_Extracted material:_
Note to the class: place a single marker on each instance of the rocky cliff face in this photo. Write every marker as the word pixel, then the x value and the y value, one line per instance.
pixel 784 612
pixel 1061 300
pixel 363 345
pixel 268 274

_Work instruction:_ When you retype the entries above, keep every line identical to the source.

_Solution to this task:_
Note to the class: place a single marker on each instance of the rocky cliff face in this photo. Write every marker as the word pixel, then the x value and the y value, one line per instance.
pixel 784 612
pixel 1061 300
pixel 363 345
pixel 268 274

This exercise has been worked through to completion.